Fragmento
La calle Camarín, con la catedral al fondo. A la izquierda, en primer término, la casa que fue, durante algún tiempo, residencia de la familia Miró 

Habían dado las tres de la tarde en el reloj de la catedral. Todavía me zumbaba en los oídos el estrépito de las campanas. Las calles estaban casi desiertas; una lluvia débil mojaba las losas y refrescaba los jardines. Yo me hundía, satisfecho, en el silencio de la ciudad, aspirando un aire húmedo, agradable, con perfume de tierra recién mojada. Aquel día había yo recibido algunos sofiones desagradables en la capital y trataba de quitarme el reciente amargor, alejándome por las calles solitarias y escondidas, apenas transitadas en la hora de la tertulia cafeteril o del reposo hogareño. Además, desde que Alcaide había alzado su voz, en estas mismas páginas, hace dos años pidiendo el nombre de una calle de Ciudad Real para Gabriel Miró, tenía yo un incontenible deseo de visitar estos mismos rincones urbanos de la capital manchega para evocar allí la presencia, ya lejana, del llorado escritor levantino.

Por eso, cuando después de cruzar callejones y plazuelas, vine al cabo a internarme en la calle del Camarín, una sensación de alivio y una ráfaga de tristeza invadieron, simultáneamente, mi cuerpo. Sí; estaba en la misma callejuela donde “Sigüenza” había aprendido a amar el aire de la Mancha. Al final de la calle, la catedral levantaba su enorme mole de piedra. A nuestra izquierda, el caserón de la Jefatura de Obras Públicas parecía azotado por el aletazo de la ausencia mironiana. El patio estaba silencioso: una acacia vieja, en su centro, cabeceaba resignándose de su soledad. Desde aquí nuestros ojos aprisionaban un pedazo de cielo azul, purísimo, luminoso, que parecía acariciar los bordes del tejado. Era el mismo cielo en el que tantas mañanas la mirada adolescente de Gabriel Miró, herida de mediterráneas ensoñaciones, había recostado su nostalgia, complacido por su semejanza con el cielo levantino. Desde el alero, los gorriones se lanzaban, alborotados, a escarbar bajo los dondiegos del arriate o a picotear las migajas esparcidas por el suelo. Ellos habían acompañado a “Sigüenza” en sus meditaciones; ellos le habían visto muchas veces alzar la frente, entornar los ojos y suspirar hondo, como si el corazón quisiera escaparse y subir hasta la nubecilla tenue que surcaba el azul para con ella volar, volar siempre hacia levante.

Ejercicios para resolver
(a) Responde a estas preguntas sobre el fragmento de la calle del Camarín:
(i) ¿Qué hora había dado el reloj de la catedral?
(ii) ¿Hace cuánto tiempo había pedido Alcaide el nombre de una calle de Ciudad Real para Gabriel Miró?
(iii) ¿Qué árbol hay en el centro del patio?
(b) Prolonga el texto sobre la calle del Camarín a partir de su última oración.

Material seleccionado

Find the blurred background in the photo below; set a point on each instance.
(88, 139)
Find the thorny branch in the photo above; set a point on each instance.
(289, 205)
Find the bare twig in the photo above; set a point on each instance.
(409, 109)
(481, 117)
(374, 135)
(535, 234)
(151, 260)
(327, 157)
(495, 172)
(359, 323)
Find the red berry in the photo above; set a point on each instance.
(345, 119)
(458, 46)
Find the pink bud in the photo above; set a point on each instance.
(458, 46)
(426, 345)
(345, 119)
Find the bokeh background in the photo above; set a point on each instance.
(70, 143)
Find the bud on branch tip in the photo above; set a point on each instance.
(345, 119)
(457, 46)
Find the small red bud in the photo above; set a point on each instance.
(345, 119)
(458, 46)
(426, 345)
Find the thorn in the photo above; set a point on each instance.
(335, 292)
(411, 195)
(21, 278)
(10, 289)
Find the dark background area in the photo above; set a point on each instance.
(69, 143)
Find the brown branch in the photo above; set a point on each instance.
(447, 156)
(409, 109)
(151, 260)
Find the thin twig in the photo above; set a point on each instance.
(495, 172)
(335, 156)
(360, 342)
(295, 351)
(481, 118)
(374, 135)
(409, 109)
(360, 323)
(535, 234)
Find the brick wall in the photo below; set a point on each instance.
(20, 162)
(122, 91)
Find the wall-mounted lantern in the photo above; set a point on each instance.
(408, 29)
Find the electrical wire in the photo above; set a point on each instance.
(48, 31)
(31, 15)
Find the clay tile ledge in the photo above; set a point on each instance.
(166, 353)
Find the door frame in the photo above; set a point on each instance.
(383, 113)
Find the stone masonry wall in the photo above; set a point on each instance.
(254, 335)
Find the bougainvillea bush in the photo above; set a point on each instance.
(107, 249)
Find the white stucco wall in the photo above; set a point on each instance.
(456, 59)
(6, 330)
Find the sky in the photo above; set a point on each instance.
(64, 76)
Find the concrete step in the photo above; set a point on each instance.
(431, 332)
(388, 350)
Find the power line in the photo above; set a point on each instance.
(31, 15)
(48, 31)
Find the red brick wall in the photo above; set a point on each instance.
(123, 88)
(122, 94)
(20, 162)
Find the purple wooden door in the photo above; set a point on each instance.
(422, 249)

Respuestas
(a)
(i) Las tres de la tarde.
(ii) Hace dos años.
(iii) Una acacia vieja.

(b)
Pocos años vivió Miró en Ciudad Real. Su impresión del pueblo era grata. Así nos lo refiere en los capítulos de Niño y grande: “Por la mañana corrí el pueblo; vi que era grande y de día también silencioso. Las calles, largas, empedradas rudamente, tenían soledad y aire del campo; las formaban dos, cuatro casas viejas y encaladas, siempre alguna con escudo de piedra verdosa en el dintel; y luego todo eran ya tapias de corrales, donde se recogían los mozos y mulas de labranza, que llegaban, al acabar la tarde, arrastrando el arado con mucho estruendo. Los gorriones saltaban y picaban descuidados como en senderos desiertos. Era lugar de hidalgos y labradores. En la cercanía estaba el campo, fresco, verde, de huertas y alamedas; después seguía un majuelo y la rojiza inmensidad de las sembradas hazas bajo un azul raso, oscurecido de tiempo en tiempo por el reposado volar de las grajas…”.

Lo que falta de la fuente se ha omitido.